- TASK TO CARRY OUT:
Write the next part of the news article below about Sony canceling the release of "The Interview," starting after its last sentence.

Sony Pictures decided to pull its upcoming comedy "The Interview" from distribution Wednesday amid security concerns and news that the five largest movie theater chains in the U.S. had decided to hold off on screening the film.
“In light of the decision by the majority of our exhibitors not to show the film 'The Interview,' we have decided not to move forward with the planned December 25 theatrical release. We respect and understand our partners’ decision and, of course, completely share their paramount interest in the safety of employees and theater-goers," Sony said in a statement to NBC News.
Theaters showing "The Interview" have been subjected to threats of violence from a shadowy group of alleged hackers calling themselves the Guardians of Peace. The same group has claimed responsibility for a massive Nov. 24 hack attack on the film's studio, Sony Entertainment. The hacking has revealed private email exchanges between top executives, details of movies currently in production, salaries and medical records of employees, and much more. "The Interview," which depicts a satiric attempt to assassinate North Korean dictator King Jong Un, has been cited as the impetus for the hacking by the alleged perpetrators. Sony Pictures has been sued by two former employees for failing to protect employee data.
The Guardians of Peace have been consistently issuing warnings of more leaks to come in tones that have become increasingly threatening in nature. The latest statements from the group have alluded to potential acts of violence on movie theaters showing "The Interview" and their patrons, prompting major chains like Regal and AMC to hold off on the scheduled Christmas Day release of the film.
"The recent cancellation of 'The Interview's premiere and publicity appearances by its leading talent, and the overall confusion and uncertainty that has been created in the marketplace, brings into serious doubt whether the movie will open at all next week," AMC said in a statement to msnbc. "At this time, to best enable AMC guests to plan their holiday movie-going with certainty and confidence, AMC is programming its theaters without 'The Interview.'"
Actor Rob Lowe, who appears in the film, slammed Sony's decision on Twitter. "Saw @Sethrogen at JFK. Both of us have never seen or heard of anything like this. Hollywood has done Neville Chamberlain proud today," he tweeted Wednesday alluding to the former British Prime Minister's decision to acquiesce to Adolph Hitler's demands in the lead-up to World War II.
Later he added, "Wow. Everyone caved. The hackers won. An utter and complete victory for them. Wow."
"I think it disgraceful that these theaters are not showing 'The Interview.' Will they pull any movie that gets an anonymous threat now?" tweeted producer Judd Apatow. "What if an anonymous person got offended by something an executive at Coke said. Will we all have to stop drinking Coke?" The films stars frequent Apatow collaborators James Franco and Seth Rogen.

- EXTRACTED RECORDS:

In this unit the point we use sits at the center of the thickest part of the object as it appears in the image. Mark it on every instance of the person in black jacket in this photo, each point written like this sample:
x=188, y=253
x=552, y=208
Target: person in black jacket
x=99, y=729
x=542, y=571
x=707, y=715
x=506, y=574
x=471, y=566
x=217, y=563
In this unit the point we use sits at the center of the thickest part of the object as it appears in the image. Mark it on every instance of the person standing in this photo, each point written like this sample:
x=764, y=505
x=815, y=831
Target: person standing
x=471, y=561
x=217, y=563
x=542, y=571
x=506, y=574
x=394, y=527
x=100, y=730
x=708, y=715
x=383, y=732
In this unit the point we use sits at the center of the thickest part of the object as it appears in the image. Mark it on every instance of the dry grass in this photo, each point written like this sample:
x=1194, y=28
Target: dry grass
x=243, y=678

- RESULT:
Franco and Rogen have canceled all their planned television interviews promoting the film, including a scheduled upcoming appearances on "The Tonight Show," and the actors have also canceled all the press interviews at the Los Angeles premiere.
Meanwhile, one Texas theater is thumbing their nose at the North Koreans by screening the 2004 comedy "Team America: World Police" -- which lampooned Kim Jong Un's father Kim Jong Il -- instead of "The Interview," according to The Hollywood Reporter. "We're just trying to make the best of an unfortunate situation," James Wallace, the creative manager for the movie house told the entertainment publication.
Prior to the theater chains' decision to postpone screening the film, Sony had already decided to scrap its high-profile New York City premiere. "Sony Pictures has been the victim of an unprecedented criminal assault against our employees, our customers, and our business. Those who attacked us stole our intellectual property, private emails, and sensitive and proprietary material, and sought to destroy our spirit and our morale – all apparently to thwart the release of a movie they did not like," Sony said in a statement to NBC News. "We are deeply saddened at this brazen effort to suppress the distribution of a movie, and in the process do damage to our company, our employees, and the American public. We stand by our filmmakers and their right to free expression and are extremely disappointed by this outcome.”
The FBI and the Department of Homeland Security are both currently investigating the threats made against Sony employees and theaters screening "The Interview."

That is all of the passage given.